◆ **Passage**
--- start ---

- Born: March 31, 1937 (age 89) Cotonou, Bénin
- Education: University of Bordeaux, University of Dakar, Templeton College
- Occupation: novelist
- Children: 3
- Writing career
- Language: French
- Years active: 1973-now

= Dominique Aguessy =

Beninese writer

Dominique Aguessy (born March 31, 1937) is a Beninese writer, poet, former sociology researcher, and trade union congress member.

== Early life ==
Aguessy was born in Benin, but is now a French national.

Aguessy has a bachelor's degree in French language and literature from the University of Bordeaux and a master's in sociology from the University of Dakar, as well as a management degree from Templeton College in Oxford.

From 1956 to 1958 and from 1964 to 1970, she was a cultural program producer for the national radio broadcasting of Senegal and the Office de co-operacion radiophonique.

== Personal life ==
Aguessy has three children.

She currently lives in Brussels, where she's settled since 1973.

== Career ==

=== Union work ===
From 1973 to 1985, she held three four-year elective mandates as deputy general secretary of the World Confederation of Labor.

=== Sociological work ===
Aguessy was a researcher at the Institute of Sociology of the ULB in Brussels working with Gabriel Thoveron.

From 1985 to 2000, she worked for the European Commission and the Association of the ACP chambers of commerce, making research trips to Southeast Asia, Africa, Latin America, Central Europe, the United States and Canada.

=== Literary work ===
Her literary career began in 1993, with the publication of her first collection of poems Les chemins de la sagesse, contes et légendes du Sénégal et du Bénin (en: "The Paths of Wisdom, Tales and Legends of Senegal and Benin"). She calls literature her third career.

She considers her third poetry collection Comme un souffle fragile, poèmes méditations, published by édition Parole et Silence in 2005, to be primarily about hope, since she believes the focus when talking about Africa is too much on misery, as opposed to the happiness she sees.

Her work often also includes themes of spirituality.

--- end ---

[Region annotation data]
--- start ---

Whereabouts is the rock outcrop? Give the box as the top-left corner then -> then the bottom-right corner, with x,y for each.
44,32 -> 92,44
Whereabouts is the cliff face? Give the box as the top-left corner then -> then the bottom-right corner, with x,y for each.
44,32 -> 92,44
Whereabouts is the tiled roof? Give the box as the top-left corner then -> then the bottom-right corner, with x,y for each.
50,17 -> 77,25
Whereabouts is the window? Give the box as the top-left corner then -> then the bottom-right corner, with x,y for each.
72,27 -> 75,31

--- end ---
--- start ---

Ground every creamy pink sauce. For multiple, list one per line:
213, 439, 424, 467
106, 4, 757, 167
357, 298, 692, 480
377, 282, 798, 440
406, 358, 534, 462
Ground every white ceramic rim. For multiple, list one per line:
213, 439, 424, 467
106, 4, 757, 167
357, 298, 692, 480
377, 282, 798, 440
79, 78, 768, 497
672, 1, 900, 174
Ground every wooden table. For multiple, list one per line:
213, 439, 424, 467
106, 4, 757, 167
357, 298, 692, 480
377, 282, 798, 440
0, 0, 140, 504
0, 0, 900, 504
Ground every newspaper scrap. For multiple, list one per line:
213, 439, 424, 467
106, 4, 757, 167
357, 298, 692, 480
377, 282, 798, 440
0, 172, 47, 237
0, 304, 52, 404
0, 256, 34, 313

--- end ---

◆ **Written exercise**
Set down everything in the Aguessy biography from "From 1985 to" down to "themes of spirituality.", word for word. This data has no role in the work here.

◆ **Result of this exercise**
From 1985 to 2000, she worked for the European Commission and the Association of the ACP chambers of commerce, making research trips to Southeast Asia, Africa, Latin America, Central Europe, the United States and Canada.

=== Literary work ===
Her literary career began in 1993, with the publication of her first collection of poems Les chemins de la sagesse, contes et légendes du Sénégal et du Bénin (en: "The Paths of Wisdom, Tales and Legends of Senegal and Benin"). She calls literature her third career.

She considers her third poetry collection Comme un souffle fragile, poèmes méditations, published by édition Parole et Silence in 2005, to be primarily about hope, since she believes the focus when talking about Africa is too much on misery, as opposed to the happiness she sees.

Her work often also includes themes of spirituality.